> _STATED PROBLEM_
Can you return the lines of the listing below word for word, starting at the line that contains "Where can the sky" and ending at the listing's last line, with both ends included?

(Items listed in a dataset)

==============================

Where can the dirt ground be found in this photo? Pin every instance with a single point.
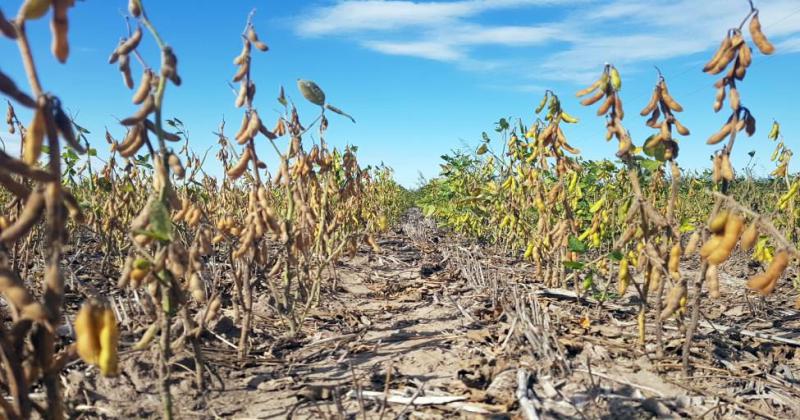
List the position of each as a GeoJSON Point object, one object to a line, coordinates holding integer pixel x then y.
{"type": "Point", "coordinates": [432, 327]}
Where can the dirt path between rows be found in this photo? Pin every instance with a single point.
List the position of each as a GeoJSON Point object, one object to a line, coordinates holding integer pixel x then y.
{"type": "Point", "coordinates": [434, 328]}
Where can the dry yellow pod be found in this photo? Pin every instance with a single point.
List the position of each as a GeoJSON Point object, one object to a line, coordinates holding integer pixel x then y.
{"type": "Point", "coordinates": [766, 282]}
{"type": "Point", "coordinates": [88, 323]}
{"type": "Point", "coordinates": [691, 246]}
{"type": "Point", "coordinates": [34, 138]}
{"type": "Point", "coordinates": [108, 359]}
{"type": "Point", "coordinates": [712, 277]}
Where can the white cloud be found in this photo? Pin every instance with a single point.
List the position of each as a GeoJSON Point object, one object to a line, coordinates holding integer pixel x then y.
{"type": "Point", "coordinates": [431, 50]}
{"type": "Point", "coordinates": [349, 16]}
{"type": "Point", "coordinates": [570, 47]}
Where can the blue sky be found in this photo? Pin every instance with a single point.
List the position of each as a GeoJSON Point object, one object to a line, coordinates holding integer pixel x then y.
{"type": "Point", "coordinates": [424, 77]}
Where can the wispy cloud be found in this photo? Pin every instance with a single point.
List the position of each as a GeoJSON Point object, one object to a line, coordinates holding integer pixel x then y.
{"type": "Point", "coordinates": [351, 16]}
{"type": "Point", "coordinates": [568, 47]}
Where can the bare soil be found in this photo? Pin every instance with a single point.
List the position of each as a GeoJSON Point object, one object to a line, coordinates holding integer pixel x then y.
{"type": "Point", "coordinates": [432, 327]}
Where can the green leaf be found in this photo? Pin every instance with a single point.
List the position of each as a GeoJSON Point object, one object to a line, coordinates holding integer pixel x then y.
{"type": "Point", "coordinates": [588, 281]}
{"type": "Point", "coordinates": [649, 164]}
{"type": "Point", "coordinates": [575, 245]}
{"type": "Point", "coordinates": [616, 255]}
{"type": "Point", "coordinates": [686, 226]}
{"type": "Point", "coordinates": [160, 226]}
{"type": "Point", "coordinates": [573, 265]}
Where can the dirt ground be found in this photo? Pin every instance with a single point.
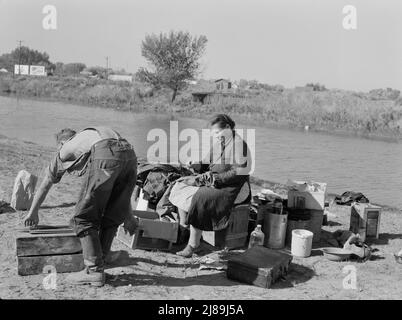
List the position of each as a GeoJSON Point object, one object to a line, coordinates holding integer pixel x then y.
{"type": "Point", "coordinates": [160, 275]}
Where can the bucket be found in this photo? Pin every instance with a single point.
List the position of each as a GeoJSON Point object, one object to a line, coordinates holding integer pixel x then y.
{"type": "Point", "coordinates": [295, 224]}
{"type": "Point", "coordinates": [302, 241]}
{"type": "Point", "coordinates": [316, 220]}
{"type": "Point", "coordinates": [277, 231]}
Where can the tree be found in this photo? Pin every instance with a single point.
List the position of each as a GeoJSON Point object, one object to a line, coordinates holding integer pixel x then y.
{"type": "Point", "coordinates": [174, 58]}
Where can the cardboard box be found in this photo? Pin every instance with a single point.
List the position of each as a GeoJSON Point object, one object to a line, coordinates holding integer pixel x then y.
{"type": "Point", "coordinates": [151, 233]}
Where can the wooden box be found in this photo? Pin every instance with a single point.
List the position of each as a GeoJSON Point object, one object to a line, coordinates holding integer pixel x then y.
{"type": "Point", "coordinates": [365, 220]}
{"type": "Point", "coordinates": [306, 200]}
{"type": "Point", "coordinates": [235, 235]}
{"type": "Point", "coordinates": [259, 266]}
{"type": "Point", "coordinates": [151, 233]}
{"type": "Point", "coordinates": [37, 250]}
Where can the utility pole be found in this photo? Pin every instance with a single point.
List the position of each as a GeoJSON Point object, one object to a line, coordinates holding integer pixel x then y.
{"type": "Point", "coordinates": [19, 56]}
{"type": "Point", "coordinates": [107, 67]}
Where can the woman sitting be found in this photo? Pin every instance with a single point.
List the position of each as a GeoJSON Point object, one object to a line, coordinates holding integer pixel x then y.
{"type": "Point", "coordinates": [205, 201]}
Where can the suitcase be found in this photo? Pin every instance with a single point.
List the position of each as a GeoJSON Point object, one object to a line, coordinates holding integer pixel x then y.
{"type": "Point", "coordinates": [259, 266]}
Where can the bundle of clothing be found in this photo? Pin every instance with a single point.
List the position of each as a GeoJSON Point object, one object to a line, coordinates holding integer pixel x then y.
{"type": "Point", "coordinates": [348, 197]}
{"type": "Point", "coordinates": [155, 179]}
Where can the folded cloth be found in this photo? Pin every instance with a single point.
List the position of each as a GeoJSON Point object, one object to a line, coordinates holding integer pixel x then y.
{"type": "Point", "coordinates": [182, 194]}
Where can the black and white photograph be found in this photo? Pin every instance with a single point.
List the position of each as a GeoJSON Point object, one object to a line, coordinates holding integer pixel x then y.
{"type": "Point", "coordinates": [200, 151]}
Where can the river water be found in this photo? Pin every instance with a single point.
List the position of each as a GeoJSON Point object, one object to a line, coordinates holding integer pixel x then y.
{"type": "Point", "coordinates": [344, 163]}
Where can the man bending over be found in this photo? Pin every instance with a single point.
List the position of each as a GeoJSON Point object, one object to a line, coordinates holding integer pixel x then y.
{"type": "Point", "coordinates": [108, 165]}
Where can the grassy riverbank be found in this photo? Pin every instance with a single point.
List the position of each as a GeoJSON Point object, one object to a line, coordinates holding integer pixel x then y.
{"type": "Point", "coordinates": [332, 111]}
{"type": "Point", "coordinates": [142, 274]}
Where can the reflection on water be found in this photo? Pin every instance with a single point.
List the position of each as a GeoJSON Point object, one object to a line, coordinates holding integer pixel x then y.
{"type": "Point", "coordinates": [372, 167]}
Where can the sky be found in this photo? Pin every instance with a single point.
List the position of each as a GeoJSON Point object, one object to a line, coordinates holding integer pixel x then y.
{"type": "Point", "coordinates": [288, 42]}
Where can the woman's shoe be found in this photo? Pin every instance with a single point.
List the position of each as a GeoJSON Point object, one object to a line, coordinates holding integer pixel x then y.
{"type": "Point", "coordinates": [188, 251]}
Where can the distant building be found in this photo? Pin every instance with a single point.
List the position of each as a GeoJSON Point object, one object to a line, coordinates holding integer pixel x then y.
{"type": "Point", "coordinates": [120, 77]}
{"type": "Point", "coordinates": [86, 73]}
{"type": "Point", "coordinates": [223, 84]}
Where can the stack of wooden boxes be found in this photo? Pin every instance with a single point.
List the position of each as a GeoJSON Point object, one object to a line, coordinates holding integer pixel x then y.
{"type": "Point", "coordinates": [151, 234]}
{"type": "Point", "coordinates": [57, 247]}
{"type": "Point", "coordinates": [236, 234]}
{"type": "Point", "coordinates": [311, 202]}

==============================

> _OUTPUT FOR THIS TASK_
Where can the sky be found in this photo? Pin every instance with a single point.
List the position of each as a GeoJSON Point object, one object to a line, coordinates holding integer pixel x then y.
{"type": "Point", "coordinates": [288, 42]}
Where can the woman's shoe be found in this photo? Pin every instance with a single point.
List the position of each as a GeoJSON Point object, one object to a line, coordinates holding integer pixel x then y.
{"type": "Point", "coordinates": [188, 251]}
Where can the distant building be found in this photo? Pin every instance with a single point.
List the position of each as a GeoJSON Point object, one object to a line, coordinates holding integer pixel x then y.
{"type": "Point", "coordinates": [120, 77]}
{"type": "Point", "coordinates": [86, 73]}
{"type": "Point", "coordinates": [223, 84]}
Where can the stack of wooden boxes be found in this photo? Pin every instance with a single point.
List the position of each as a GeoJSON Point object, one object to a line, coordinates holding integer pixel x then y.
{"type": "Point", "coordinates": [151, 234]}
{"type": "Point", "coordinates": [57, 247]}
{"type": "Point", "coordinates": [236, 234]}
{"type": "Point", "coordinates": [311, 202]}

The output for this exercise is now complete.